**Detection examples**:
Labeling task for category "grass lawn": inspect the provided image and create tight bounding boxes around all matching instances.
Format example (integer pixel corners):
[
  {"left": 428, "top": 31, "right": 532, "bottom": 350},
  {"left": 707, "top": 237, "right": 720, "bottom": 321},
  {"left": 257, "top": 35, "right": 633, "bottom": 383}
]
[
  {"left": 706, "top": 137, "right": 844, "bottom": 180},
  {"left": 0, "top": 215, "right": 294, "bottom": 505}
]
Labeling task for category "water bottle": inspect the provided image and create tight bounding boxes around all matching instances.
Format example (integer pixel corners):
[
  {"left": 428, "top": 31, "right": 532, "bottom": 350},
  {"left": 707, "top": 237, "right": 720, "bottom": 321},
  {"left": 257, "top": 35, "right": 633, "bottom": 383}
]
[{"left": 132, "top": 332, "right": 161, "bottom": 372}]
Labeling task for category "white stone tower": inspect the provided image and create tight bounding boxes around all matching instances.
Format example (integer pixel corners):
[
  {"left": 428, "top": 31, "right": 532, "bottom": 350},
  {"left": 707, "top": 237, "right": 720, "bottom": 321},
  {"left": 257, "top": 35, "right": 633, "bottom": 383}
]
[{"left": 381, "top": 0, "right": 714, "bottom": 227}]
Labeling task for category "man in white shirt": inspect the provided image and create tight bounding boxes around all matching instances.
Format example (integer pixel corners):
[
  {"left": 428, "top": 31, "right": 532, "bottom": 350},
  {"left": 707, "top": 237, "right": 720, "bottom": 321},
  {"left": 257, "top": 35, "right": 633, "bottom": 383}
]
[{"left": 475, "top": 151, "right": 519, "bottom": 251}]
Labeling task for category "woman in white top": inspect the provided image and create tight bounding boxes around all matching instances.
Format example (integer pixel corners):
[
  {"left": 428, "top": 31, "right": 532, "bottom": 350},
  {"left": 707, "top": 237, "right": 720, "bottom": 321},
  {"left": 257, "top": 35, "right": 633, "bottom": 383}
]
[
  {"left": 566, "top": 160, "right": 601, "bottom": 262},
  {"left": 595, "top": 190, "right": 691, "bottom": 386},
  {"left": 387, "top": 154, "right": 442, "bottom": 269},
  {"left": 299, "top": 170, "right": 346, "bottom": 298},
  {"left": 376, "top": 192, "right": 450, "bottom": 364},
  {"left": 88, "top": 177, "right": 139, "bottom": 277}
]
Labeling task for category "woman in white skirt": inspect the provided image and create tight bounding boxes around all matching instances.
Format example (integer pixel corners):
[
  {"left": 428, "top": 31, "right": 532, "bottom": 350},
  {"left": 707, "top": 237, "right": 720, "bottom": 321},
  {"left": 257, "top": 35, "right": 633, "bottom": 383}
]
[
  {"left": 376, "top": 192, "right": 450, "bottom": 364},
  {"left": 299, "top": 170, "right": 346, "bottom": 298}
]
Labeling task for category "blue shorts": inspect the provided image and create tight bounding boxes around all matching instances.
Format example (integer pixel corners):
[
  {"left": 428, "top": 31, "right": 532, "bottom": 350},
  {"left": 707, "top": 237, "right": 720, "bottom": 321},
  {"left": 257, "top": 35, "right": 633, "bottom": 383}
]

**TASK TO CARRY OUT**: Count the lines in the listing above that contain the word "white", treating uppercase and lowercase as different. Reply with the number only.

**EXPECTED ANSWER**: 4